--- start Data provided ---

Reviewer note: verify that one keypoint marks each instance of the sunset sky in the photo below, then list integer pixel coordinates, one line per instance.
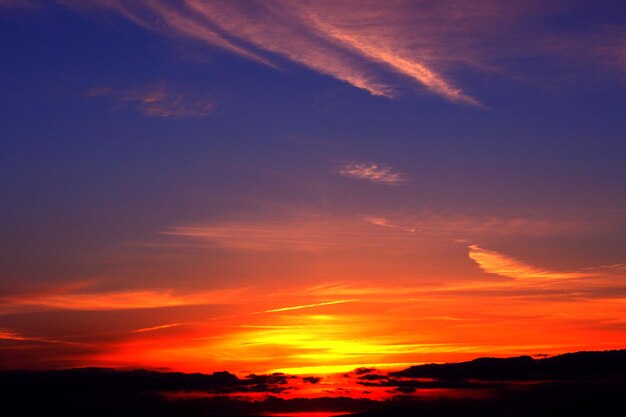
(310, 186)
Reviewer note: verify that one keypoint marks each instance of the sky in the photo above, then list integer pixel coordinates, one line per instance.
(309, 186)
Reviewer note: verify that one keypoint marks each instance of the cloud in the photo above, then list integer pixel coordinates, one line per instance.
(496, 263)
(117, 300)
(361, 43)
(371, 171)
(157, 101)
(300, 307)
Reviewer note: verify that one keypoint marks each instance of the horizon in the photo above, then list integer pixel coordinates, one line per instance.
(310, 187)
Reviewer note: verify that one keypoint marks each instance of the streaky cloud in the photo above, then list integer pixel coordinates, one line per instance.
(371, 171)
(336, 39)
(157, 101)
(493, 262)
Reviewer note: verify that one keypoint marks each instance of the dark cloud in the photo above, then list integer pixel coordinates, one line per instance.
(572, 384)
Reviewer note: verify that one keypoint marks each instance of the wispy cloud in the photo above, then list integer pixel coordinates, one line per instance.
(361, 43)
(115, 300)
(157, 101)
(371, 171)
(304, 306)
(497, 263)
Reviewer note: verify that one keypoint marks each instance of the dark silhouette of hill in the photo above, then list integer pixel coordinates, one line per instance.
(570, 365)
(576, 384)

--- end Data provided ---

:: Required work ::
Rewrite the material above, replacing "integer pixel coordinates" with "rounded pixel coordinates" wherever it occurs and leaving everything else as it is. Omit the picture from your copy.

:: Response to the exercise ::
Reviewer note: verify that one keypoint marks each instance of the sunset sky in the photo below, then list rounded pixel coordinates, one line per instance.
(310, 186)
Reviewer note: verify that one keypoint marks each instance of the sky in the photo above, then list rounded pixel coordinates, one line per instance.
(309, 186)
Reviewer note: verify that one keypoint marks each instance of the cloud in the photo above, then list rounded pixel coordinates, one line per instance.
(496, 263)
(117, 300)
(361, 43)
(371, 171)
(157, 101)
(300, 307)
Reviewer note: verify that one keypoint marks each instance of the horizon in the photo above, then list rounded pixel coordinates, one line per instance.
(310, 187)
Reviewer note: verify that one keypoint marks each instance of the streaky cloud in the photo above, then list rounded pixel coordinates, one line per instance.
(371, 171)
(336, 39)
(157, 101)
(493, 262)
Reviewer note: verify that one keypoint marks each instance of the dark cloud in the photo above, then list rounded pixel coordinates, one line per instance.
(572, 384)
Reviewer note: verify that one keypoint marks each instance of the wispy cloud in the photo above, then list rounded pixel coordinates, one line per instance.
(361, 43)
(115, 300)
(157, 101)
(371, 171)
(304, 306)
(497, 263)
Reviewer note: verify that one keypoint marks each instance of the dark silhouette of hill in the photo above, then list rounded pixel coordinates, one line per instance.
(570, 365)
(576, 384)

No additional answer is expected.